### [AIM OF THE TASK]
Give back, word for word, the line that contains "Target: black metal fireplace frame" and every line that follows it in the data below.

(Stored data entries)
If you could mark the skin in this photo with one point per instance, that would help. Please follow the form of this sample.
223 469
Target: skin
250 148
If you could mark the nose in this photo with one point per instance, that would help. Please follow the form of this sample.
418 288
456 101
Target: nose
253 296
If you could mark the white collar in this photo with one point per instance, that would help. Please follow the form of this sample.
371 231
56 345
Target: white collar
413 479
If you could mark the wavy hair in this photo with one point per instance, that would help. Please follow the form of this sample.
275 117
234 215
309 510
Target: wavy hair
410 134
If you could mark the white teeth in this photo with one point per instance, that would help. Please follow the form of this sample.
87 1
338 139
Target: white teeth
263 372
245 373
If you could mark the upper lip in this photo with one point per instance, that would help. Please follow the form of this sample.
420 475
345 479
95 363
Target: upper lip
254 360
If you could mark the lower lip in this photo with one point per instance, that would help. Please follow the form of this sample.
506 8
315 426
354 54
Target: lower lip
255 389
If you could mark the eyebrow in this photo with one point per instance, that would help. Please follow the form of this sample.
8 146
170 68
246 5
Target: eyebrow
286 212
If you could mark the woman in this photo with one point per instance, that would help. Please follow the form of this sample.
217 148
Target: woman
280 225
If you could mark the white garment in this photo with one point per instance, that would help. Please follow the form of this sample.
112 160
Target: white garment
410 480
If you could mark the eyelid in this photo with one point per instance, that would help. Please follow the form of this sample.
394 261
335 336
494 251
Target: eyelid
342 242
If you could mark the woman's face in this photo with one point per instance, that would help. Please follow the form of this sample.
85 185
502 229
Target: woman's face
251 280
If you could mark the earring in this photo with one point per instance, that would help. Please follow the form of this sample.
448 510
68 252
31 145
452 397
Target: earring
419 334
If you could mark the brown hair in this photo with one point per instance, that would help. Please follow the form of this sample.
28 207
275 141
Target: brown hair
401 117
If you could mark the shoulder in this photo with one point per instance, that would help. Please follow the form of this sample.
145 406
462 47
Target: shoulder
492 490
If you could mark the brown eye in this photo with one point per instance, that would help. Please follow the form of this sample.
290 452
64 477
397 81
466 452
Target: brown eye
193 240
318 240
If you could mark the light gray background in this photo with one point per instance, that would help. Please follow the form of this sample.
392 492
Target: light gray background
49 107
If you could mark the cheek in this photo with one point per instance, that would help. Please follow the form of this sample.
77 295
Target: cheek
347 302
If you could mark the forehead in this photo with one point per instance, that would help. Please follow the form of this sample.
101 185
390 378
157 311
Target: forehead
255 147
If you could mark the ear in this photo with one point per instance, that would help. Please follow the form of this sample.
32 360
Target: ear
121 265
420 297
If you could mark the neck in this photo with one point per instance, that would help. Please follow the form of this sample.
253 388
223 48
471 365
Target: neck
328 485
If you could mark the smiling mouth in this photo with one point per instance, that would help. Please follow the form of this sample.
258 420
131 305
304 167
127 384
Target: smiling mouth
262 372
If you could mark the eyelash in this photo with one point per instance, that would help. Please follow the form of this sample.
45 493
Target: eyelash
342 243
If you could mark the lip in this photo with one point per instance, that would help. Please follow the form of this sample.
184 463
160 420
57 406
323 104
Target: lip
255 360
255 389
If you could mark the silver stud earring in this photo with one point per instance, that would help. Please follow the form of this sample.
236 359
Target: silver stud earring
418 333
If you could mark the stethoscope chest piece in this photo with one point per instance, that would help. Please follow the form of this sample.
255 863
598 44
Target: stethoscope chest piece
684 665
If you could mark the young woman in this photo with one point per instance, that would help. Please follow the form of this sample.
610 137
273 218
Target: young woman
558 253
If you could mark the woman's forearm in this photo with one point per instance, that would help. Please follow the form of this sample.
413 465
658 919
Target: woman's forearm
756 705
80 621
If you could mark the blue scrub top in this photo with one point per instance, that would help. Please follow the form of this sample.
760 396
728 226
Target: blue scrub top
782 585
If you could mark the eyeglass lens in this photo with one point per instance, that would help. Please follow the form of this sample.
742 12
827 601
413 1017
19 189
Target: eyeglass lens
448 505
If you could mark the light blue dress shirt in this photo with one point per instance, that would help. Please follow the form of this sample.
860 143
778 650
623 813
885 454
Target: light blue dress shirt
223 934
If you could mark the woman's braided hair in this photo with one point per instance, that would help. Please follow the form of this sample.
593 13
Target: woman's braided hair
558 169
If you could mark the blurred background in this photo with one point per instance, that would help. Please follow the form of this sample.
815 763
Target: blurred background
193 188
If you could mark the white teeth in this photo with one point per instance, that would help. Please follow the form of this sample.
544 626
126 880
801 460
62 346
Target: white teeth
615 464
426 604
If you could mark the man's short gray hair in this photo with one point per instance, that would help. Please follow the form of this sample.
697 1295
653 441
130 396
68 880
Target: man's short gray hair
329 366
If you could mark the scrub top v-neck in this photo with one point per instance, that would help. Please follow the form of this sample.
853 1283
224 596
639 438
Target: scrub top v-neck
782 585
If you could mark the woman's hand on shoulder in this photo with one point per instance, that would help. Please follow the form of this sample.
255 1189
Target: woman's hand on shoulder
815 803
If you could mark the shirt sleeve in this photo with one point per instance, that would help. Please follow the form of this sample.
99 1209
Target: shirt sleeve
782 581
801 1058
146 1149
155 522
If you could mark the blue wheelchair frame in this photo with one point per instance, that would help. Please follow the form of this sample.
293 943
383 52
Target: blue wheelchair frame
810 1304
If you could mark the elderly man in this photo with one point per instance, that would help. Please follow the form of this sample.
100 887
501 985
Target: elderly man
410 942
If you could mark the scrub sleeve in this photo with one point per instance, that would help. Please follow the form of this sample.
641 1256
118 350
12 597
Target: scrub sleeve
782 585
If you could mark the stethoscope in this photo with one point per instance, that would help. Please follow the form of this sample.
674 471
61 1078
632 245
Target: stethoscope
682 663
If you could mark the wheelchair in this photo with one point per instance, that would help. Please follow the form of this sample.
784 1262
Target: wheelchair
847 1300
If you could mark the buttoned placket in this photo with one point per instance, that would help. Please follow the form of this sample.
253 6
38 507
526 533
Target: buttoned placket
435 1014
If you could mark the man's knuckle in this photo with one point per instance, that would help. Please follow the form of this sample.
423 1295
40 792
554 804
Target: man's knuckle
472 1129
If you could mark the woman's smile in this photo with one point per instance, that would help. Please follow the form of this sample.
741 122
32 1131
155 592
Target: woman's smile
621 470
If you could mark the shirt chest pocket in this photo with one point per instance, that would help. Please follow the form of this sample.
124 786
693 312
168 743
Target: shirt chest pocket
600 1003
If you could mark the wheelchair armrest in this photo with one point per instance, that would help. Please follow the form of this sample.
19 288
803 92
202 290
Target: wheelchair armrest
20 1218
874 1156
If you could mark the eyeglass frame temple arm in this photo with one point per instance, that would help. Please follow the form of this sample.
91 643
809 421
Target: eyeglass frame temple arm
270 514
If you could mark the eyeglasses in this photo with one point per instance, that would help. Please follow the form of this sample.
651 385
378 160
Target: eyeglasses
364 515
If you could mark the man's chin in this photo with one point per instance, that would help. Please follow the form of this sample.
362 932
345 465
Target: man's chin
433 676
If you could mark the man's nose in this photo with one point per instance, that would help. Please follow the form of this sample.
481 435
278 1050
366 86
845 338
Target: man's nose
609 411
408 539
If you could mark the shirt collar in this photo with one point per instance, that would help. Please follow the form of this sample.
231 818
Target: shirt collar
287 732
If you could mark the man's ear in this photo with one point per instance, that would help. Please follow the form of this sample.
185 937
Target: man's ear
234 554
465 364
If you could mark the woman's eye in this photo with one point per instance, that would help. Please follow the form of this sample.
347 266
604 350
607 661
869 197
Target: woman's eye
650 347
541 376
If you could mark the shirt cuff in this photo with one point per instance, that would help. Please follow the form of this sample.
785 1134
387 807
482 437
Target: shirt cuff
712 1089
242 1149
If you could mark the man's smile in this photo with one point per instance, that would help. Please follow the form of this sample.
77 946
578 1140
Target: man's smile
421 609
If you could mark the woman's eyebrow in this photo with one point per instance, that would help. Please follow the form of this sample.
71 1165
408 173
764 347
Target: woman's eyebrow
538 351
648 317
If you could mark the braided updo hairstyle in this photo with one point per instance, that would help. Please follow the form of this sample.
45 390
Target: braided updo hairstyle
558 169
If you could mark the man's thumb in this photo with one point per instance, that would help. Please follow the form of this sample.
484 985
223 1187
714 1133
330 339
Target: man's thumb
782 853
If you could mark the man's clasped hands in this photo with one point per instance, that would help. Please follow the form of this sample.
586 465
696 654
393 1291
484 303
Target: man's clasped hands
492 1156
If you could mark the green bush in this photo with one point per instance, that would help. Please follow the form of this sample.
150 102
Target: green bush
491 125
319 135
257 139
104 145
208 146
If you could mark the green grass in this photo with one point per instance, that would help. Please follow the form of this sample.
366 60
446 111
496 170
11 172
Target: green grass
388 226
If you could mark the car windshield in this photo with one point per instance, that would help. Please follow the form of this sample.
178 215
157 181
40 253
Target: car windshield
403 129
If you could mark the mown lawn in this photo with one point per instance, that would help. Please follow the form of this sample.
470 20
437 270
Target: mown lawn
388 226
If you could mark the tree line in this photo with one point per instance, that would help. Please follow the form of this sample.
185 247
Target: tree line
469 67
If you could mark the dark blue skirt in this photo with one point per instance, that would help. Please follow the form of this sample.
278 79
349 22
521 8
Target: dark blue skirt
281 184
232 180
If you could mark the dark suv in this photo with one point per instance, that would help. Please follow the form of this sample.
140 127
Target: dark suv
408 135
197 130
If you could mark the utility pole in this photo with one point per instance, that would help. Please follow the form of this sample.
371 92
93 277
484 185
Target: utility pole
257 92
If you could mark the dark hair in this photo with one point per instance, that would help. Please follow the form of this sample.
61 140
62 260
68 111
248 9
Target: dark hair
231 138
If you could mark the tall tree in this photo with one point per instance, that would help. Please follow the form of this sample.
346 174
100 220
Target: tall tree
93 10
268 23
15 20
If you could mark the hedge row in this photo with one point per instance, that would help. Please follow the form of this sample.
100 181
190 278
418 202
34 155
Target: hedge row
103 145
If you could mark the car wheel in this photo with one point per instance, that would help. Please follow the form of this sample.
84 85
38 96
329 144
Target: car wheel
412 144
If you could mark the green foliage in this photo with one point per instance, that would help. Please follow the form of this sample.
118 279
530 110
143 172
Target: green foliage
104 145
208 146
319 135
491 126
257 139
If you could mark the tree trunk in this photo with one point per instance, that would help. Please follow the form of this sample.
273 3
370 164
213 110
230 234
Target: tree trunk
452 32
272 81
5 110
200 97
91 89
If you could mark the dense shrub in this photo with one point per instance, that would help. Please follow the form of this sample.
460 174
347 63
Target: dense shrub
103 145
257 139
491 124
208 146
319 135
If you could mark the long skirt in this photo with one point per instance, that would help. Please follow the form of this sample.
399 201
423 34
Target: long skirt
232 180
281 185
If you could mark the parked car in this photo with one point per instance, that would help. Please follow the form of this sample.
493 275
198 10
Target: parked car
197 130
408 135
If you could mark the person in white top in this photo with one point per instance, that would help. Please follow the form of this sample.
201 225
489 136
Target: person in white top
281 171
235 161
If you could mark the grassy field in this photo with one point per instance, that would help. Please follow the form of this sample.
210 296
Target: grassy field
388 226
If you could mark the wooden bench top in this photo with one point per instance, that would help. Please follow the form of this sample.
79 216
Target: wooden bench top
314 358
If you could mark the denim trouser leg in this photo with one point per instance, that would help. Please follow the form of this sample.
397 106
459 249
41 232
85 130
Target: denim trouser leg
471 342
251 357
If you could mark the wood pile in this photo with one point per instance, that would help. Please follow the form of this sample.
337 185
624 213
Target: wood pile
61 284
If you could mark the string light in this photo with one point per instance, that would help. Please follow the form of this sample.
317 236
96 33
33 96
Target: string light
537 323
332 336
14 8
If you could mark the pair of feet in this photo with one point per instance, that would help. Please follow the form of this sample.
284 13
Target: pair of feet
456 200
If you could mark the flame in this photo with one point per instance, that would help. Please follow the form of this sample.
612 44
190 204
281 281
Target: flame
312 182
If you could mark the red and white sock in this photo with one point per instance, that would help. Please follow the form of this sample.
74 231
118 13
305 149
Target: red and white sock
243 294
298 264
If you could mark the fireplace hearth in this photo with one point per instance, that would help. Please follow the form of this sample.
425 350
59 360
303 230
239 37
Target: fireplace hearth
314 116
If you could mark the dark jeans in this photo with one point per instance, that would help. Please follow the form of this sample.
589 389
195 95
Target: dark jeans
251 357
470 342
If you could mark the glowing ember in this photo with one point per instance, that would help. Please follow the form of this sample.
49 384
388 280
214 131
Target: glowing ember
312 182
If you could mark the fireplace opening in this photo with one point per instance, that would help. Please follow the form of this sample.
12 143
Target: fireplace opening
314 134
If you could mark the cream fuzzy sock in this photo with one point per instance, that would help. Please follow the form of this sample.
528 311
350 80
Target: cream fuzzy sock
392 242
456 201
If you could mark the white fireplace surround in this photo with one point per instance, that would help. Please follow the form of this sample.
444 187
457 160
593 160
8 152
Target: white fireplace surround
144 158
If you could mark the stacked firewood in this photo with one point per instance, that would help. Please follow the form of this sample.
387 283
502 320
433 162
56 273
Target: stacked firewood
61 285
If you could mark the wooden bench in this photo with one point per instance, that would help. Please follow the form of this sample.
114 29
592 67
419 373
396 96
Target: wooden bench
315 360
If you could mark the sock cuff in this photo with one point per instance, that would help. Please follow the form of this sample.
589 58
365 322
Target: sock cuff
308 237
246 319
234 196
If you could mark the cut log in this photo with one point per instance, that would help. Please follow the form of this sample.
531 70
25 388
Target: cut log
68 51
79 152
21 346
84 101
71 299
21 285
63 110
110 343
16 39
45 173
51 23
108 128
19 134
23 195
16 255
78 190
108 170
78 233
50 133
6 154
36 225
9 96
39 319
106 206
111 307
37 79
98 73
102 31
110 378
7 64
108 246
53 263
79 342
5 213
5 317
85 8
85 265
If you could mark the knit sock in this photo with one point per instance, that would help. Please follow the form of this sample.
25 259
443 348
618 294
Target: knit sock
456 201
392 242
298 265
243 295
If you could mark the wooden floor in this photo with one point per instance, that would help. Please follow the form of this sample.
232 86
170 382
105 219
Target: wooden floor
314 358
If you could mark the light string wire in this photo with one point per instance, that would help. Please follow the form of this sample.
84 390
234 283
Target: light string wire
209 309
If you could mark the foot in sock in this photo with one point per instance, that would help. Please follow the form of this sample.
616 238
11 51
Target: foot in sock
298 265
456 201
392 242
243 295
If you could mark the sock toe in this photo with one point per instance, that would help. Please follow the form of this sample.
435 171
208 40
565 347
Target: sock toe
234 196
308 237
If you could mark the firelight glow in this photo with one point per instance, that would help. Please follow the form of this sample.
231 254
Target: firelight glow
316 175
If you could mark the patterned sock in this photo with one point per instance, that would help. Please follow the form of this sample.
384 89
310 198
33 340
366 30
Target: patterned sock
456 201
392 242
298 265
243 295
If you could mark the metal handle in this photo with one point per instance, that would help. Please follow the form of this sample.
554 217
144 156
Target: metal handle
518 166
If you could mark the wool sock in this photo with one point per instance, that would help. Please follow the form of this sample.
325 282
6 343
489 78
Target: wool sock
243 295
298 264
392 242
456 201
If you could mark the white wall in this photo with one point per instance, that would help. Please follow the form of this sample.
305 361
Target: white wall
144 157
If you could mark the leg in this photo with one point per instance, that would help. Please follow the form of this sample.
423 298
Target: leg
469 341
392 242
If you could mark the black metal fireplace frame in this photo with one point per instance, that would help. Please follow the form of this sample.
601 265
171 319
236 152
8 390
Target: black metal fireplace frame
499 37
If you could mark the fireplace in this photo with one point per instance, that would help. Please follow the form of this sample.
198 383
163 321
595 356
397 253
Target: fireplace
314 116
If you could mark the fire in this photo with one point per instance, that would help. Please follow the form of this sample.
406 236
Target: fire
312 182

### [OUTPUT OF THE TASK]
Target: black metal fireplace frame
499 37
If you could mark the fireplace in this photo with one point per instance, that would help. Please follow the form of this sample.
198 383
163 321
595 356
397 253
Target: fireplace
314 116
If you could mark the fire in this photo with one point per instance, that would help. Please follow the form of this sample.
406 236
Target: fire
312 182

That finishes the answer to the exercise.